- _Given task_:
Find every line in the entries that contains the word "long", and copy each of those lines.

- _Provided entries_:
◇ ◇ ◇ ◇

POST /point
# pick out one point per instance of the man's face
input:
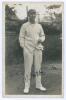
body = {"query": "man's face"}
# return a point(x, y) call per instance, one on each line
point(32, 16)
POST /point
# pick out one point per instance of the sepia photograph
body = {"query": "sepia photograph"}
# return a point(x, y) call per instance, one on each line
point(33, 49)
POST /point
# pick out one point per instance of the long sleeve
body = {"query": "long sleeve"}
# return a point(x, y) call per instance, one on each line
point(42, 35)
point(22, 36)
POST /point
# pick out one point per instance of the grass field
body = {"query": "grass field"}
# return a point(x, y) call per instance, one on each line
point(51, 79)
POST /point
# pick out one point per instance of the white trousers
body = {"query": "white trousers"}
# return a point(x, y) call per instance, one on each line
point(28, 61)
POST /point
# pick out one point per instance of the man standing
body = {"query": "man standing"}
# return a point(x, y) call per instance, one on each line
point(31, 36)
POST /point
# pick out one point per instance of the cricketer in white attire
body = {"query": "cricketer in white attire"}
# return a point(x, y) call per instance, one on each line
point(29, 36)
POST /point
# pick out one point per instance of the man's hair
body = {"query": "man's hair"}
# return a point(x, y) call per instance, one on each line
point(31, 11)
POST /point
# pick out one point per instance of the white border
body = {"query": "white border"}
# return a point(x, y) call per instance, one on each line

◇ ◇ ◇ ◇

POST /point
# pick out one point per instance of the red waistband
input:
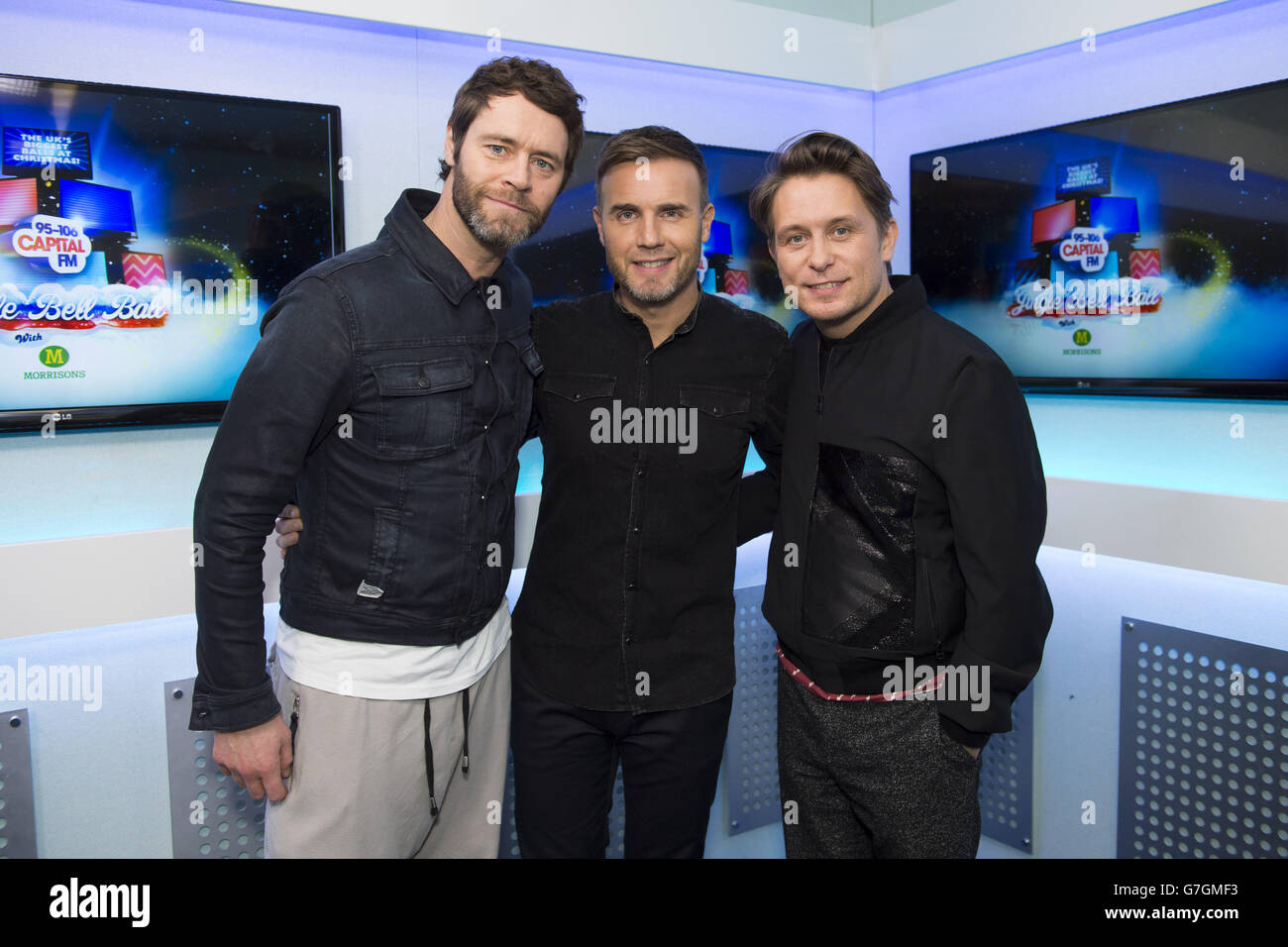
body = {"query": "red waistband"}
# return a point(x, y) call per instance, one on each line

◇ ◇ ◇ ◇

- _Exercise solution_:
# pick out one point per instance of the long sleeve
body = {"query": "long sleeve"}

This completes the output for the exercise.